● **TUGAS A**
Ringkas paragraf dalam teks tentang hubungan antaretnis yang diawali "Sampai hari ini, etnis Tionghoa masih acap menerima stigma" tanpa menghilangkan fakta pokoknya.
● **TUGAS B**
Siapa peneliti dan pengamat multikulturalisme yang diajak berbincang dalam teks tentang hubungan antaretnis?
● **TUGAS C**
Tuliskan lanjutan teks tentang hubungan antaretnis, dimulai setelah kalimat terakhir yang ada.

● **TEKS BACAAN**
■ ■ ■ ■ ■

Hubungan Antar Etnis dari Kami Menjadi Kita
Oleh Gunawan Budi Susanto

Sampai hari ini, etnis Tionghoa masih acap menerima stigma: semata-mata makhluk ekonomi, yang cuma mengerti dan mencari uang, tanpa kesediaan berbagi. Muncul pula penilaian mereka cenderung menghalalkan segala cara dalam berniaga serta pelit. Apalagi sampai hari ini pun mereka masih selalu dianggap dan diperlakukan sebagai liyan, yang lain. Kenapa? Berikut perbincangan dengan peneliti dan pengamat multikulturalisme, Munawir Aziz MA.

Apa pendapat Anda tentang keberadaan, peran, dan sumbangsih etnis Tionghoa sejak dulu sampai sekarang di negeri ini?

Orang Tionghoa di Nusantara sudah hadir sejak beberapa abad lalu. Dalam catatan sejarawan, sekitar abad ke-12 sudah ada rombongan dari Tiongkok ke Majapahit. Itu bisa dicek dalam beberapa literatur sejarah.

■ ■ ■ ■ ■

● **BARIS DATA**
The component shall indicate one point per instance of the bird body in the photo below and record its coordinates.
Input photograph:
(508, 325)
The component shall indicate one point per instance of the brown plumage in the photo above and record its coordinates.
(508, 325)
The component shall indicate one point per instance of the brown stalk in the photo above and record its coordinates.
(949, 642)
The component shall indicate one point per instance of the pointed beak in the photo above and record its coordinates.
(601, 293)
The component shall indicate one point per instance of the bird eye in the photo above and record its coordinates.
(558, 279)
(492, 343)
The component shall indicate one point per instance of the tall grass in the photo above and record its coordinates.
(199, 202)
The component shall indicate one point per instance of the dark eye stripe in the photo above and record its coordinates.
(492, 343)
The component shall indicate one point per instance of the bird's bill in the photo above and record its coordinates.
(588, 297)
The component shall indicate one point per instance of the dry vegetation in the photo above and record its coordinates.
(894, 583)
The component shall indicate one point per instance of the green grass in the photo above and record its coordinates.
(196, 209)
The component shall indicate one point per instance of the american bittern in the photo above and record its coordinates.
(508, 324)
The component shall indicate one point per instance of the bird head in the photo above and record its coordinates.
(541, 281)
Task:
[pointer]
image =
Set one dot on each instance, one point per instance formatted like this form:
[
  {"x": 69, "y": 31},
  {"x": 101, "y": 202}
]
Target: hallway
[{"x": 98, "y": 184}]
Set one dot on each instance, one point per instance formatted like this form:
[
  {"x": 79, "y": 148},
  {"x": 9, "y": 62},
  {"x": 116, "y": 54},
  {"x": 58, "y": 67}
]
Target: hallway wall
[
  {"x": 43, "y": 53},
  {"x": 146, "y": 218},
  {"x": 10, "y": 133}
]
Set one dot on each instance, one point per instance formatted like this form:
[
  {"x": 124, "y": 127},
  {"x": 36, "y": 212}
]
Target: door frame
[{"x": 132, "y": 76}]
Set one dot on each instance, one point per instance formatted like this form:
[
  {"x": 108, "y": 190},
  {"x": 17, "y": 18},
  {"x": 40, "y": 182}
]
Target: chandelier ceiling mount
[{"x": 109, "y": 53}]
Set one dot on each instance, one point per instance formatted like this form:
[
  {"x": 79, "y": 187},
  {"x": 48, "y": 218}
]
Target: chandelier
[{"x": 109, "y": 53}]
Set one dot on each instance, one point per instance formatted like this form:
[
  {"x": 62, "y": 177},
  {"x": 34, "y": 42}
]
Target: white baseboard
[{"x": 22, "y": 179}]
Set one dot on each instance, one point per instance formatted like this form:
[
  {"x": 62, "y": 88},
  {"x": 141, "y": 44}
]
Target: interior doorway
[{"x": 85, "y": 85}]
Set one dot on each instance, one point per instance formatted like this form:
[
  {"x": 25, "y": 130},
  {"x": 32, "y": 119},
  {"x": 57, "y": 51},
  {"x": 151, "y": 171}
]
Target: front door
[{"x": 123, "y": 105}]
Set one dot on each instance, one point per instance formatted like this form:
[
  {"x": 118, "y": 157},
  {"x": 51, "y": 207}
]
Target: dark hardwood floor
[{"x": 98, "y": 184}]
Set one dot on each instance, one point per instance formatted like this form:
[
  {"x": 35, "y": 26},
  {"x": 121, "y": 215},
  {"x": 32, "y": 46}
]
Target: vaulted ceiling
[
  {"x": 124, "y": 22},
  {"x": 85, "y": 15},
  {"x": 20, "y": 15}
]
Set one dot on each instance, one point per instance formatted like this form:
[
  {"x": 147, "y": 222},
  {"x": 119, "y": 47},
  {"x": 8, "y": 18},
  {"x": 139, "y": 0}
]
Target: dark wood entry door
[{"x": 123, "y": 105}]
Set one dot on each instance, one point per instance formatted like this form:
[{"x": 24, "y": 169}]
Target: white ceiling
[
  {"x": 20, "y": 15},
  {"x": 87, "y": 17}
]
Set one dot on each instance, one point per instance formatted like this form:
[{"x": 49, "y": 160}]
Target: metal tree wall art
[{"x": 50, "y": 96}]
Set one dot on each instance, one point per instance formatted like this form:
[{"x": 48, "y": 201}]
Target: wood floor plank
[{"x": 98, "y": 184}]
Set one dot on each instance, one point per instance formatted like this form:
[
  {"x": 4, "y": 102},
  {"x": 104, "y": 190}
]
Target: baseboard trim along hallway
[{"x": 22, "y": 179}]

■ ■ ■ ■ ■

● **JAWABAN AKHIR A**
Hingga kini etnis Tionghoa masih kerap distigma sebagai makhluk ekonomi yang hanya memikirkan uang, enggan berbagi, pelit, dan menghalalkan segala cara dalam berniaga. Mereka juga masih dianggap dan diperlakukan sebagai liyan. Penyebabnya dibahas dalam perbincangan dengan peneliti dan pengamat multikulturalisme Munawir Aziz MA.

● **JAWABAN AKHIR B**
Munawir Aziz MA.

● **JAWABAN AKHIR C**
Kemudian pada masa Zheng He (biasa disebut Cheng Ho atau Dampo Awang) yang berkunjung ke Nusantara pada abad XV menjadi catatan penting. Laksamana Zheng He tidak sekadar mengenalkan kebudayaan Dinasti Ming, tetapi juga menyebarkan misi kemanusiaan dan spiritual. Jejak Zheng He itu dapat ditemukan di beberapa titik, dari Aceh, Palembang, Jawa, sampai Indonesia bagian timur. Itu warisan sejarah luar biasa.

Selanjutnya, orang-orang Tionghoa juga membantu Pangeran Diponegoro ketika perang melawan Belanda. Meski akhirnya ada fitnah yang menyingkirkan peran orang Tionghoa dari lingkaran Diponegoro, peran Tan Ji Sing di Yogyakarta tidak pernah bisa dilupakan. Pada masa revolusi kemerdekaan, banyak sekali tokoh Tionghoa yang terlibat dalam pers, pergerakan, dan militer.

Di bidang militer, kisah John Lie juga luar biasa. Perjuangan heroiknya pantas menjadikan dia sebagai pahlawan negeri ini. Tentu saja gelar pahlawan bagi Jon Lie menjadi refleksi bahwa sebenarnya banyak orang Tionghoa yang berjasa dalam perjuangan kemerdekaan.

Jika ada gesekan atau bahkan pertentangan tajam – seperti pernah terjadi penjarahan dan pemerkosaan terhadap etnis Tionghoa — apa yang menjadi penyebab? Kenapa hal itu bisa berlangsung?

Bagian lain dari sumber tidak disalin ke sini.